++++ AVAILABLE RECORDS ++++

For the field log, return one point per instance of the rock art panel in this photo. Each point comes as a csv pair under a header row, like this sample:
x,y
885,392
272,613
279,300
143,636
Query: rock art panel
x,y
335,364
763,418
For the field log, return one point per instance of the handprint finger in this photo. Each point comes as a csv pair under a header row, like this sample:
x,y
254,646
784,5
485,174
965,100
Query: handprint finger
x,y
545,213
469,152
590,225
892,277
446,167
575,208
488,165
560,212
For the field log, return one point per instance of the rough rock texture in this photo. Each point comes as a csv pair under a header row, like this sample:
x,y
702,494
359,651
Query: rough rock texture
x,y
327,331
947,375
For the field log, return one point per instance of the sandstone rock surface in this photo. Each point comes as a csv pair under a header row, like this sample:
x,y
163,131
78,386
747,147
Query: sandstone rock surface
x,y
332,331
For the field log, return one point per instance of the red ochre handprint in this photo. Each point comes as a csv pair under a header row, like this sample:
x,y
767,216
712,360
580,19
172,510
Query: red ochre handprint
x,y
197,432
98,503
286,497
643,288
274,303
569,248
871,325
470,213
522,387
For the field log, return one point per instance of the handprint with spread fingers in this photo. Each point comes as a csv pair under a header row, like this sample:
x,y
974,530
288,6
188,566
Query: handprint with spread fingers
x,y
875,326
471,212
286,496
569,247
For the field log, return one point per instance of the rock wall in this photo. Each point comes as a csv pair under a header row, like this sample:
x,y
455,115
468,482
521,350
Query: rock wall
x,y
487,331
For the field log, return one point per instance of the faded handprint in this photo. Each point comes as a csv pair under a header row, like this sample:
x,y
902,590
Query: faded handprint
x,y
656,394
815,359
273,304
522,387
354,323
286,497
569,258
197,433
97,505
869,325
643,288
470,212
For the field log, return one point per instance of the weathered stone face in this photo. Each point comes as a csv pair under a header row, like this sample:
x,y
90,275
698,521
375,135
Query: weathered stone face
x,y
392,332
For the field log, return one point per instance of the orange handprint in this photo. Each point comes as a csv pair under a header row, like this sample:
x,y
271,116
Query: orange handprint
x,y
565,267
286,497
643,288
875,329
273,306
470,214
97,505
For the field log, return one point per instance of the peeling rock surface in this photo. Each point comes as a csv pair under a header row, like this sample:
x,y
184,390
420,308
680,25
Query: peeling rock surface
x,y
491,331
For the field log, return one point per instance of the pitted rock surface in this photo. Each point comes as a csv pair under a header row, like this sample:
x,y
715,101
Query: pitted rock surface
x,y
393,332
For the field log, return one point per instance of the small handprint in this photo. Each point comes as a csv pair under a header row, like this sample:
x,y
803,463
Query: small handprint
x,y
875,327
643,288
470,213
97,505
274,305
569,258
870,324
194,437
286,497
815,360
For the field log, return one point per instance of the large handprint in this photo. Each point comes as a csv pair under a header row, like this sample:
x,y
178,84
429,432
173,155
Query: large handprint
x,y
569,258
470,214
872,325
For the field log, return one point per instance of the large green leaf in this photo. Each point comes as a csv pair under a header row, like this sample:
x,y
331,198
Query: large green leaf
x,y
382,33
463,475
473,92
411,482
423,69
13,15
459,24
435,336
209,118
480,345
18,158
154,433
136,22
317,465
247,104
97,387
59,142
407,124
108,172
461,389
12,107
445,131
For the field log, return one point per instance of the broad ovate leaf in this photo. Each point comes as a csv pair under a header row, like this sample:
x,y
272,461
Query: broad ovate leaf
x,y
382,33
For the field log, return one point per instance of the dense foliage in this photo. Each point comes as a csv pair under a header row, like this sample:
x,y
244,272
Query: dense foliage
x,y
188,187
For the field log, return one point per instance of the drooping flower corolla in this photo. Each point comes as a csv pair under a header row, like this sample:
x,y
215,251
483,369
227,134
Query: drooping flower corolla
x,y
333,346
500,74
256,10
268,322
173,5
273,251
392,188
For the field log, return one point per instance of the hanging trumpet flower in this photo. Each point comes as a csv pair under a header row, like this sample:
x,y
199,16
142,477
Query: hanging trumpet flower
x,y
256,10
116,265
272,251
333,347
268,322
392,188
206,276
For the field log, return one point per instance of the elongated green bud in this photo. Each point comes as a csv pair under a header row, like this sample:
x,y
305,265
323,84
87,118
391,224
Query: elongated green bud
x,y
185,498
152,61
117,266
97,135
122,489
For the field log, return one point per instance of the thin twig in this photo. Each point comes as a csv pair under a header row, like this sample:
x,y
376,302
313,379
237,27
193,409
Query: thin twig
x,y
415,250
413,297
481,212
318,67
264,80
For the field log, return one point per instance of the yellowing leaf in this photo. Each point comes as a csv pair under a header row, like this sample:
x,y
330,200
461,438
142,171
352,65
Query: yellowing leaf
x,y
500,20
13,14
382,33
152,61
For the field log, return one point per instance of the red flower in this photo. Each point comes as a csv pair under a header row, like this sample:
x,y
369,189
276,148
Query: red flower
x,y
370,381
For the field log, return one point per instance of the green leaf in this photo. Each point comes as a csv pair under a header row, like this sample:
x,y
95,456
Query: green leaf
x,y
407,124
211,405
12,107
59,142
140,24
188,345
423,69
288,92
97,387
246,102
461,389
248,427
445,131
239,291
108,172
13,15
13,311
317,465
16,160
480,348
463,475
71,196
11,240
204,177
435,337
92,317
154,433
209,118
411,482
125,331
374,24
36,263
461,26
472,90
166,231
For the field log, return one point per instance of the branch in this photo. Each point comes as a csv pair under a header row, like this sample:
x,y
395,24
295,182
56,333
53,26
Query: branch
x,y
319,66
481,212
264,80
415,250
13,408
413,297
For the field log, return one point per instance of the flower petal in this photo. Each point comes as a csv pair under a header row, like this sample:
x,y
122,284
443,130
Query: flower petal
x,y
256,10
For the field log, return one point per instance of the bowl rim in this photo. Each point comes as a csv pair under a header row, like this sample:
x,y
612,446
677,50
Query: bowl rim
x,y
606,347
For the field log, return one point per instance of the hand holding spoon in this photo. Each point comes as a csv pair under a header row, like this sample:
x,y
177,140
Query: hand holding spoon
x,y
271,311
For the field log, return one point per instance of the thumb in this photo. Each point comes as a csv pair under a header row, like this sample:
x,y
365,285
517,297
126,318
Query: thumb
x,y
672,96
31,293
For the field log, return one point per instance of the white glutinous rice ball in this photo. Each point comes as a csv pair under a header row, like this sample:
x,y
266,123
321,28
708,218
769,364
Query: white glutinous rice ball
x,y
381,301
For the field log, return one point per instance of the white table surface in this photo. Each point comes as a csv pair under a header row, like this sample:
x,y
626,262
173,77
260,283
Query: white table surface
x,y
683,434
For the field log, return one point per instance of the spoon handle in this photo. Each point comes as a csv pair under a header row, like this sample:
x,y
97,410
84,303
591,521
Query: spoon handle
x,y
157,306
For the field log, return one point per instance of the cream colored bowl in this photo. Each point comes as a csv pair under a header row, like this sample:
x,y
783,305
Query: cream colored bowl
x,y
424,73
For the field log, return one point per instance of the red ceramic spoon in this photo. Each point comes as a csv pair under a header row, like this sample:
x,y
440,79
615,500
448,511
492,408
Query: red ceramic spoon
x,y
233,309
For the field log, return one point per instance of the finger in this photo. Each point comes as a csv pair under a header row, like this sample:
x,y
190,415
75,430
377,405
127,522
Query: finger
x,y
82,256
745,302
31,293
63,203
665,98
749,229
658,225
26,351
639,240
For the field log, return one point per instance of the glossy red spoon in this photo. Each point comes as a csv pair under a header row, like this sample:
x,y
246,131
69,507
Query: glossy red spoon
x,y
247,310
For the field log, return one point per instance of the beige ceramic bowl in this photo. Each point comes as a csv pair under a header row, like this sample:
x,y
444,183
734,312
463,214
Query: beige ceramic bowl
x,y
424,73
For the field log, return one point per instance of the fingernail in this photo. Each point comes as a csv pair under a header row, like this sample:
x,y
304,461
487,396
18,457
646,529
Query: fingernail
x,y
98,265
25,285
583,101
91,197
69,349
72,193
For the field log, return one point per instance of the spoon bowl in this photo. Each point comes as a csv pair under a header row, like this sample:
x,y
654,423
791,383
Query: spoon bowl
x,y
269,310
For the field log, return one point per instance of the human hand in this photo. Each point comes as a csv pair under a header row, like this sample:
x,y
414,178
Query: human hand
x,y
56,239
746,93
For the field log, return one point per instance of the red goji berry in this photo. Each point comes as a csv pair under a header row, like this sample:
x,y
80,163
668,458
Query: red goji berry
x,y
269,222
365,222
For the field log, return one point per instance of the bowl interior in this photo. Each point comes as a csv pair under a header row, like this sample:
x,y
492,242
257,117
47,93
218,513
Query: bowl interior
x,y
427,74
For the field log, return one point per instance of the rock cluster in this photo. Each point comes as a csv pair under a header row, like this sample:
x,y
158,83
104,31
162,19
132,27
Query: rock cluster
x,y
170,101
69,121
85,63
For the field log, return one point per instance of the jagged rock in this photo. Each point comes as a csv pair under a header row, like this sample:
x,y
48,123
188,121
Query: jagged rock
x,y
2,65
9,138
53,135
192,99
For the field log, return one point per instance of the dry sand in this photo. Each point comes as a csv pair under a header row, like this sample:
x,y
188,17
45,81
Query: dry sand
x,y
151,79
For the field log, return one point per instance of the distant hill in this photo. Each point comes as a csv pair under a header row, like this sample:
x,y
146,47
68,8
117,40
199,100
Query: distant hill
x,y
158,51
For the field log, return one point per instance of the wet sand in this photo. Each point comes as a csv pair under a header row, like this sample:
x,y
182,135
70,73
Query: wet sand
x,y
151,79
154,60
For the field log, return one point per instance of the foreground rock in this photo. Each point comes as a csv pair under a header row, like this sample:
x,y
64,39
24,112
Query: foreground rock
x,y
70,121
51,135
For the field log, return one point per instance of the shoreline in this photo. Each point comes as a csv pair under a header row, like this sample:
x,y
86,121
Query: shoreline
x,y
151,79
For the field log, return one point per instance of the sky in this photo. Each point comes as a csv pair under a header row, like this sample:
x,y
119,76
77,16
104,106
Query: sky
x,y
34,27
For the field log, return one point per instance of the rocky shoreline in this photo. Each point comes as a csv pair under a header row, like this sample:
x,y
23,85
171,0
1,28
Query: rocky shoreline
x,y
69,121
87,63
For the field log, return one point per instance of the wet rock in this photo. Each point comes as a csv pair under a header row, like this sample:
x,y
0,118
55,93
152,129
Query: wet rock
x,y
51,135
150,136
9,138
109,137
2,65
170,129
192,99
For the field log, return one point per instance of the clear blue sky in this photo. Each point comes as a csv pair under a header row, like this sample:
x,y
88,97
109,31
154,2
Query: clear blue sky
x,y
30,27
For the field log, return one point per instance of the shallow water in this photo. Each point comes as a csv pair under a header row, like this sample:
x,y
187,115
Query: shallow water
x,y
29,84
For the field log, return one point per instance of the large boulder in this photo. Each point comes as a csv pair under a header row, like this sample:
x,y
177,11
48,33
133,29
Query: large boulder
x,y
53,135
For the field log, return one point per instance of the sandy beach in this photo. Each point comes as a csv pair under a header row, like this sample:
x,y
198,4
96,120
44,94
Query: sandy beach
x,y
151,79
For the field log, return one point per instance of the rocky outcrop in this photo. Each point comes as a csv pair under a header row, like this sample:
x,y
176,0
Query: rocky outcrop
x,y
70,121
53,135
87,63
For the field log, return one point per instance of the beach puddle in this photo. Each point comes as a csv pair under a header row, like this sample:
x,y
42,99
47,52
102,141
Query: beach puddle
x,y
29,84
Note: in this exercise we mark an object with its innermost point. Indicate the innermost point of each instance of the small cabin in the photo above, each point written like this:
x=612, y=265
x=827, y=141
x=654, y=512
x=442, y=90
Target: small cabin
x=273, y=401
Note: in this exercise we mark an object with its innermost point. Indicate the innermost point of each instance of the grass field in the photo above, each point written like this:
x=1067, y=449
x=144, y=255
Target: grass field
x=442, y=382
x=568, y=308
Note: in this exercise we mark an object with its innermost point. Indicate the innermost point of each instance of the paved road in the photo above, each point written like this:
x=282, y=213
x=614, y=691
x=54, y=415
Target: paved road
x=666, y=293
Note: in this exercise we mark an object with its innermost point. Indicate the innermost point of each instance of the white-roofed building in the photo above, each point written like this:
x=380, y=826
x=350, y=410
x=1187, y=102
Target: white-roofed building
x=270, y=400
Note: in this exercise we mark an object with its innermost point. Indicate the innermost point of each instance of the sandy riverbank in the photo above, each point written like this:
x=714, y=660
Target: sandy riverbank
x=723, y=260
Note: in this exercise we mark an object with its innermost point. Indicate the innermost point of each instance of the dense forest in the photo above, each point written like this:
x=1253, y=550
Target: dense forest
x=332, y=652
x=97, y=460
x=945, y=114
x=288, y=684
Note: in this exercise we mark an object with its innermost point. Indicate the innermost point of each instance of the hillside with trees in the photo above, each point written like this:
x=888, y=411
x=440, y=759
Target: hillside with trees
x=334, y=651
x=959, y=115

++++

WORK REQUIRED → Counting every line that holds the string "Note", give the total for the data above and nothing else.

TASK RESPONSE → 7